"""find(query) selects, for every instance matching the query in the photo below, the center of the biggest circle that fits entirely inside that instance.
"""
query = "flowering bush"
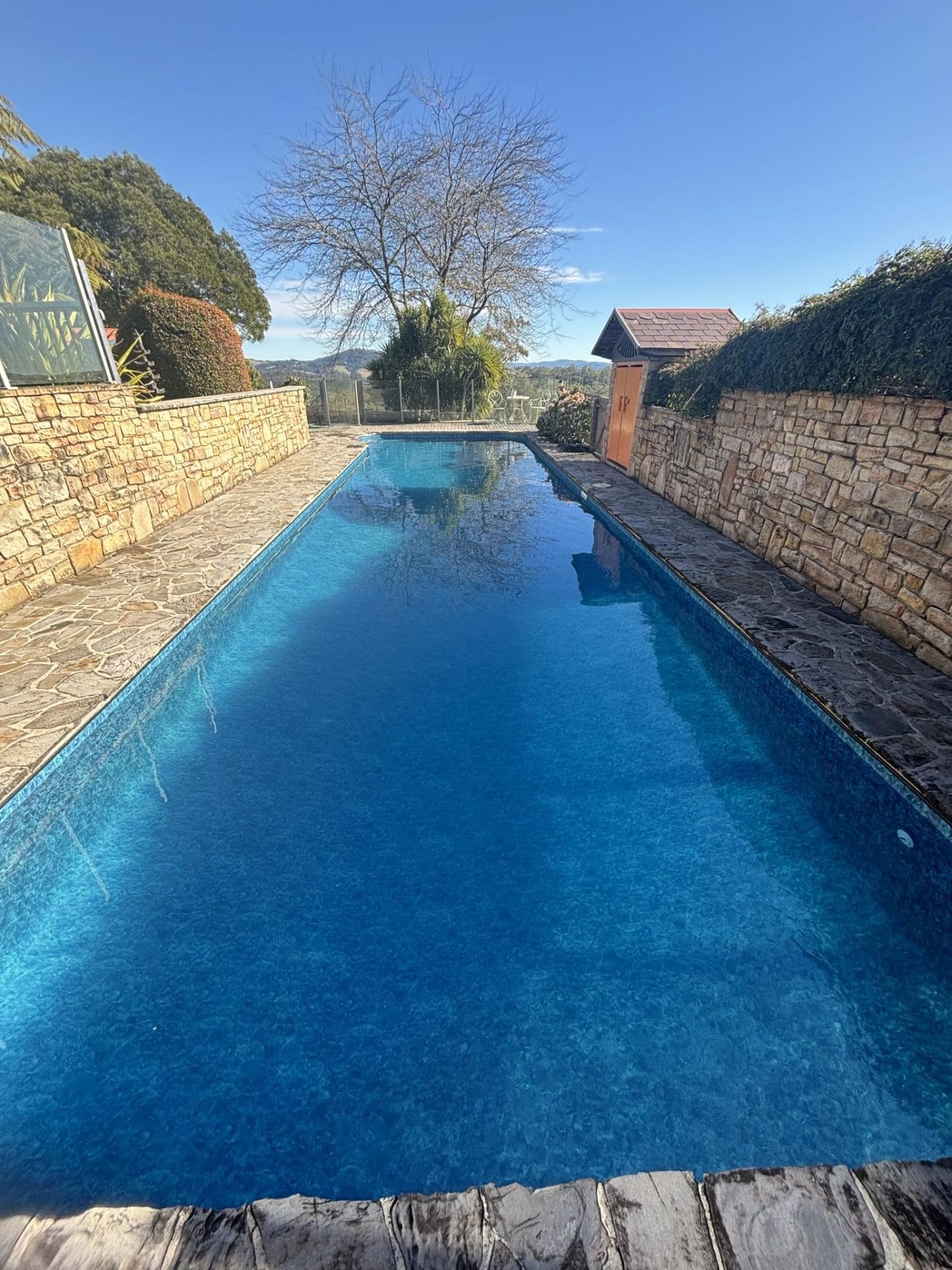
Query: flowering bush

---

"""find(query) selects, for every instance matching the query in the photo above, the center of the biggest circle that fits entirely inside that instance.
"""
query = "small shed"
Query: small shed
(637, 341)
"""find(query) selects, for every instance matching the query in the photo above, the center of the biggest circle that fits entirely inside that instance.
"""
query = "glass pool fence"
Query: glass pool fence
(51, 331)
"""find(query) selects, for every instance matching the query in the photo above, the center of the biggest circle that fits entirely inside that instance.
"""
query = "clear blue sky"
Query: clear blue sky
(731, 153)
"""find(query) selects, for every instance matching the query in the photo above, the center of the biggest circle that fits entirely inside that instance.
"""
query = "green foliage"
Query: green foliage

• **Work required**
Please repeat the lines of the material above exactly, starting with the line that contains "photo below, the" and ending with the line that contains "Query: flowering bush". Leave the pictures out.

• **Exercise answer**
"""find(query) selects, for every instance matching the query in the photo below, the center of the biggest circle that fits entirely inside that instance.
"""
query = "flowering bush"
Query: flowering bush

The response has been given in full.